▶ [Request] Please write out, word for word, the part of the eBPF spinlock thread that begins at "New article! A" and stops after "used by eBPF.".

▶ [Reading text]
New article! A user *cough* @aras *cough* is reporting full system freezes while using Superluminal on Linux. What do you do? Cry? Well, we did a little bit.

But we also dove into the kernel...again, this time finding & fixing several issues in eBPF's spinlock implementation. Read all about it:

https://rovarma.com/articles/a-tale-about-fixing-ebpf-spinlock-issues-in-the-linux-kernel/

A tale about fixing eBPF spinlock issues in the Linux kernel | Ritesh Oedayrajsingh Varma

A system freeze led us deep into Linux spinlock internals, where we helped find not one but three bugs in the kernel's resilient locking code used by eBPF.

@rovarma @aras excellent read, thank you for explaining all this in an approachable and easy to read format! 👏👏
@rovarma @aras what a journey 😊 best wishes for pushing Superluminal to be excellent for Linux🥇
@rovarma @aras Great article!....and now my anticipation for Superluminal on Linux is even higher. Take my money! :D

@rovarma great post! (kinda proud of myself that my very eyeball-y guess “200ms stalls” turned out to be almost exactly correct :))

Would be good to clarify why only certain kernel versions were affected, since now not clear why only I could see the problem initially

@aras Good point! Added a bit about that in the conclusion.

TL;DR: usage of rqspinlock in the ebpf ring buffer was introduced with kernel 6.15, and our development machines (and most of our alpha testers) are on Ubuntu, which runs an older kernel than that (6.14).

It would eventually have shown up for us too, once Ubuntu caught up.

▶ [Collected data]
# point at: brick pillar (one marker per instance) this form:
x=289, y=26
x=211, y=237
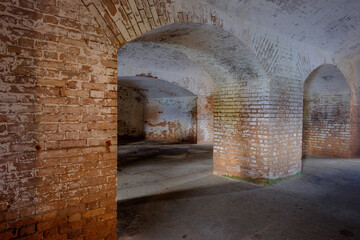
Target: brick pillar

▶ [Output for this task]
New article! A user *cough* @aras *cough* is reporting full system freezes while using Superluminal on Linux. What do you do? Cry? Well, we did a little bit.

But we also dove into the kernel...again, this time finding & fixing several issues in eBPF's spinlock implementation. Read all about it:

https://rovarma.com/articles/a-tale-about-fixing-ebpf-spinlock-issues-in-the-linux-kernel/

A tale about fixing eBPF spinlock issues in the Linux kernel | Ritesh Oedayrajsingh Varma

A system freeze led us deep into Linux spinlock internals, where we helped find not one but three bugs in the kernel's resilient locking code used by eBPF.